[Exercise aim]:
Are you able to retype all the records below exactly?

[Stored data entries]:
= = =
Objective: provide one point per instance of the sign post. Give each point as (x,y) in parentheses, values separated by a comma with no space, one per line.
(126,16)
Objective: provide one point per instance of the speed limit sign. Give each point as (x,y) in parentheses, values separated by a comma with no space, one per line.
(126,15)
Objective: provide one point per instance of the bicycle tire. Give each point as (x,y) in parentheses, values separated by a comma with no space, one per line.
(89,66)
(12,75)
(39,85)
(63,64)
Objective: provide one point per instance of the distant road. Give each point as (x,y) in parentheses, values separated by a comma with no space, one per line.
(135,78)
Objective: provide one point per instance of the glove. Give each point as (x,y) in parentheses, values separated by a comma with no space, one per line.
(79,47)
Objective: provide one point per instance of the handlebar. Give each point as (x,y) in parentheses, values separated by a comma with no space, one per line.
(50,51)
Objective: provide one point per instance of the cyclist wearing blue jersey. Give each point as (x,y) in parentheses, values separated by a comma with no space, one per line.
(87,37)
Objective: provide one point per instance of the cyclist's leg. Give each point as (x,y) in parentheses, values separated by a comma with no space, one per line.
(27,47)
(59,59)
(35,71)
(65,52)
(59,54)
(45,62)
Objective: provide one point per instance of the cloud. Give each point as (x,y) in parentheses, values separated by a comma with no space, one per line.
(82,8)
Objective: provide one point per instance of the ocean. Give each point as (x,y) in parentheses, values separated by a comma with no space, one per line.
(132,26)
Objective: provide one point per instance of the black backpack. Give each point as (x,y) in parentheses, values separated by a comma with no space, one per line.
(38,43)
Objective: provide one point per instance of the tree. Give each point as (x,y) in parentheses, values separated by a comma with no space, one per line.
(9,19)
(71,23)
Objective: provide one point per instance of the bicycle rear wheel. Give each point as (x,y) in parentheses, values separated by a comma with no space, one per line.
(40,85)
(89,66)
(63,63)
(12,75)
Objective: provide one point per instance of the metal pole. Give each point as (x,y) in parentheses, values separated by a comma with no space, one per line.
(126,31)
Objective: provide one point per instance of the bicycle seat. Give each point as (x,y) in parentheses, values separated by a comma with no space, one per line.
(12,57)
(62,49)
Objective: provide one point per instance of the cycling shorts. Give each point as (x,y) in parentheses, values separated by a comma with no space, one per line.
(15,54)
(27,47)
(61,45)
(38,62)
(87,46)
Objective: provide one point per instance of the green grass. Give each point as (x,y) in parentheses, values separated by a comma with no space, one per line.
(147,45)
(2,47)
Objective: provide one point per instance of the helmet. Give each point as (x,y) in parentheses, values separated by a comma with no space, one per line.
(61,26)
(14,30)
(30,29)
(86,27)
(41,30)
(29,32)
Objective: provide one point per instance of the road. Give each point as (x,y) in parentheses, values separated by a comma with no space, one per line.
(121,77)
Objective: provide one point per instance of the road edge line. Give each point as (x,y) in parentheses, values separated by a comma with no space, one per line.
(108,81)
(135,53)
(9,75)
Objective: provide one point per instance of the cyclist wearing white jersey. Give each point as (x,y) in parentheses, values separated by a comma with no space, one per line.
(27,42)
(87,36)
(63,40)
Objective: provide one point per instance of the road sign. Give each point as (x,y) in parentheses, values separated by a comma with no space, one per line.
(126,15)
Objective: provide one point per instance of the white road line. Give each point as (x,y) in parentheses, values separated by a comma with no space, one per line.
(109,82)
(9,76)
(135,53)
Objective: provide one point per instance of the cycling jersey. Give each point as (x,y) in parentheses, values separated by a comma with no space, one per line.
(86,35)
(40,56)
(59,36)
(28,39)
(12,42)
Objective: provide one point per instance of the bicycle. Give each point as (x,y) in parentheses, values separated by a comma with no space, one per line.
= = =
[Answer box]:
Objective: provide one point per instance of the sign post. Give each point as (x,y) in parentheses, values separated by a comma with no space, one per line.
(126,16)
Objective: provide one point per instance of the speed limit sign. Give each point as (x,y) in parentheses, values separated by a comma with no space, one per line.
(126,15)
Objective: provide one point per instance of the bicycle tire. Give each point as (x,y) in parentheses, values separated by a comma with no space, one per line.
(89,66)
(12,75)
(39,85)
(63,64)
Objective: provide one point per instance of the distant road. Give each point as (x,y) in parentheses, values separated by a comma with no space, one per line.
(135,78)
Objective: provide one point per instance of the glove. Give each point as (x,y) in parentheses, values separated by a comma with no space, one per line.
(79,47)
Objective: provide one point per instance of the handlebar. Give each point as (x,y) in parentheses, values separated by a comma with no space, one per line.
(50,51)
Objective: provide one point per instance of the cyclist wearing blue jersey. Give each point as (x,y) in parentheses, values separated by a comma with no space, one per line.
(87,37)
Objective: provide one point per instance of the cyclist's leg. Give each point as (x,y) in parentheses, values separated by a comma with no space, one per line.
(27,47)
(59,59)
(35,71)
(65,52)
(59,54)
(45,62)
Objective: provide one point per instance of the cloud. Give each point as (x,y) in parentheses, values separated by a comma with no space, one per line.
(82,8)
Objective: provide one point per instance of the ocean. Give each point as (x,y) in parentheses, values separated by a comma with no space, one per line.
(132,26)
Objective: provide one point per instance of the black backpack. Give each point as (x,y) in parentheses, values separated by a comma with no space, one per line.
(38,43)
Objective: provide one point per instance of the tree. Give each point as (x,y) in parentheses, values separated by a comma with no space, one per line.
(9,19)
(71,23)
Objective: provide one point per instance of the bicycle rear wheel. Give each point as (x,y) in parentheses, values separated by a comma with no space, one per line.
(40,85)
(89,66)
(63,63)
(12,75)
Objective: provide one point per instance of the metal pole. Give each point as (x,y) in parentheses, values separated by a comma with no space, one per line.
(126,31)
Objective: provide one point per instance of the bicycle seat. Give each point as (x,y) in parentheses, values separated by a comma with no space, one per line.
(12,57)
(62,49)
Objective: provide one point per instance of the cycling shorts. Give each point as (x,y) in parentheses, values separated by a comma with no space, one per line.
(15,54)
(27,47)
(61,45)
(38,62)
(87,46)
Objective: provide one point per instance of the green grass. Give each point as (x,y) in parentheses, values separated by a comma with no space, one per line.
(147,45)
(2,47)
Objective: provide one point per instance of the helmet. Give each point as (x,y) in parentheses, values separated by a comma with no space, one per line.
(61,26)
(14,30)
(30,29)
(86,27)
(41,30)
(29,32)
Objective: provide one point per instance of the road. Give each point as (x,y) in parentheses, values separated by a comma with no space, one per line.
(121,77)
Objective: provide one point per instance of the road edge line. Give each point as (x,y) in parentheses, values separated by a comma with no space, one per line.
(108,81)
(135,53)
(9,75)
Objective: provide one point per instance of the cyclist wearing white jersey. Give each point as (x,y) in parentheses, values separated by a comma with no space, one per line.
(27,42)
(87,36)
(63,40)
Objective: provide one point per instance of the road sign. Give each point as (x,y) in parentheses, values separated by a comma with no space, one per line.
(126,15)
Objective: provide one point per instance of the white road line. Give each point as (x,y) in parentheses, values separated by a comma with no space, one per line.
(109,82)
(9,76)
(135,53)
Objective: provide one point per instance of the cycling jersey. Give each point as (x,y) in parentheses, values separated by a comma with no space, one per line.
(86,35)
(40,56)
(59,36)
(28,39)
(12,42)
Objective: provide one point per instance of the bicycle. Give each point as (x,y) in parentheses, values separated by a comma with no space, one per line.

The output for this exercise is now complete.